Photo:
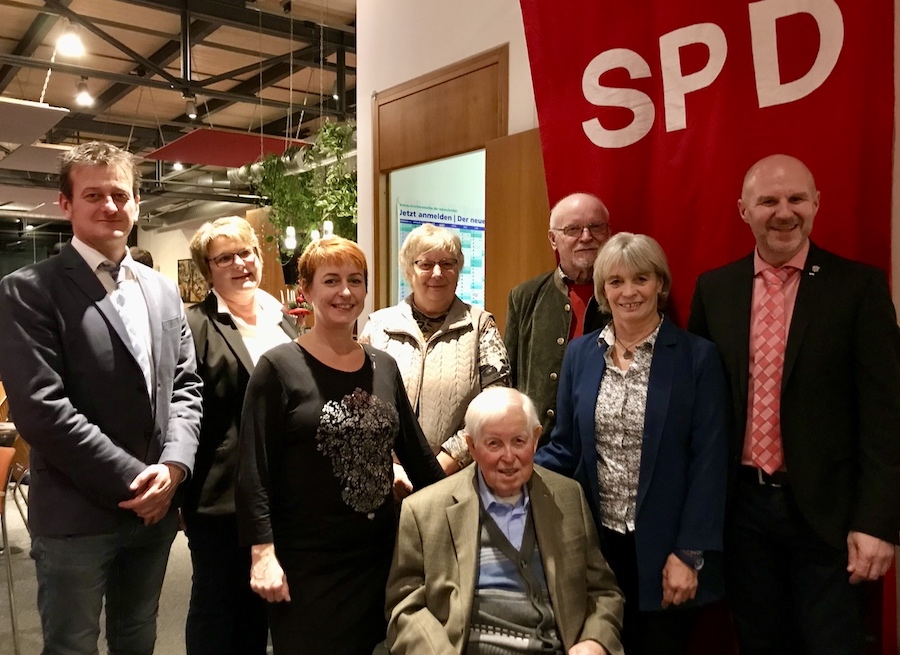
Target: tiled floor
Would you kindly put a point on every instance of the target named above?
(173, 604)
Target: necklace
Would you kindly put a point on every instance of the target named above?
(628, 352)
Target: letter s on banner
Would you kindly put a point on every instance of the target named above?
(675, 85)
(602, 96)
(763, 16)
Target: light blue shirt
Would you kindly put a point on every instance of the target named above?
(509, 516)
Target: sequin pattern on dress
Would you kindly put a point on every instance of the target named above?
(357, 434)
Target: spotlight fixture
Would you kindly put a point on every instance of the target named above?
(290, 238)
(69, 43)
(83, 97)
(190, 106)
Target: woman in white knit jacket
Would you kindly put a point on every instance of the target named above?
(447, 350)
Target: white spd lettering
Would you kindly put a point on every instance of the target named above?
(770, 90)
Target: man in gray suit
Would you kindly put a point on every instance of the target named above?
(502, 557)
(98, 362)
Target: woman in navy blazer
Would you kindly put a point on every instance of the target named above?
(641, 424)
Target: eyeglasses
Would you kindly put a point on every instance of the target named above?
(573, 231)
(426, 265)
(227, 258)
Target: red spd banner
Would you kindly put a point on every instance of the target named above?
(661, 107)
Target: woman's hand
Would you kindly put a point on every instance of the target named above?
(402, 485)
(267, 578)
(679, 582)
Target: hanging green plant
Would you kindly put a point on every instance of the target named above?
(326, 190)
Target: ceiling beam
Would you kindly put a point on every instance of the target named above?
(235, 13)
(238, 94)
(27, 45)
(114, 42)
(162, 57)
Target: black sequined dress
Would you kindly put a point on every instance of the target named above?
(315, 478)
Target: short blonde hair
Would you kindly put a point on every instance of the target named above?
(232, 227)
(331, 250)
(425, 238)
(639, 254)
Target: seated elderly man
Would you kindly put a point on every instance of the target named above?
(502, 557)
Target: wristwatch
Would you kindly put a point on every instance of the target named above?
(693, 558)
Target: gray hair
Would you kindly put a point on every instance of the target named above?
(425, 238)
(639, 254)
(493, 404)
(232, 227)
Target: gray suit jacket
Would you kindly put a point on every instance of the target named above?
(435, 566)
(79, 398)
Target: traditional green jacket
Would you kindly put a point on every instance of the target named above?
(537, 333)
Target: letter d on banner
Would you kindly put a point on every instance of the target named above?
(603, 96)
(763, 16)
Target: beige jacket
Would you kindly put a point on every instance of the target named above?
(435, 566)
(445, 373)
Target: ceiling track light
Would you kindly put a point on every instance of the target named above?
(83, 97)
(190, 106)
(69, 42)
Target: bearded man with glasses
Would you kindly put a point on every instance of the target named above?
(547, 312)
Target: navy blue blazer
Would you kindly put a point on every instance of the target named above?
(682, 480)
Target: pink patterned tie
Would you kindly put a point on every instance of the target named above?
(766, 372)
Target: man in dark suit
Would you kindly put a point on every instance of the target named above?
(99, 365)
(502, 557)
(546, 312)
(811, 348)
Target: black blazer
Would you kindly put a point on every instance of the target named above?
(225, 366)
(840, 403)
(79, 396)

▶ WHAT TO DO
Output the material as a Markdown table, starting with the line containing "Target: pink patterned tie" and continuing through the last line of the material, both ends included. Use two columns, No. and Line, with a running number and the line's text, and leave out blank lines.

▶ RESULT OF THE TASK
| No. | Line |
|---|---|
| 1 | Target: pink patterned tie |
| 2 | Would you kindly put a point on every instance of the target named above? |
| 3 | (766, 372) |
| 4 | Target: man in dark suit |
| 5 | Would you kindly put a point on every instance of the target named above? |
| 6 | (99, 365) |
| 7 | (502, 557) |
| 8 | (546, 312) |
| 9 | (811, 348) |
| 10 | Target: black blazer |
| 11 | Would you kindly put a point on every instance of the target named above? |
| 12 | (225, 366) |
| 13 | (840, 403) |
| 14 | (79, 396) |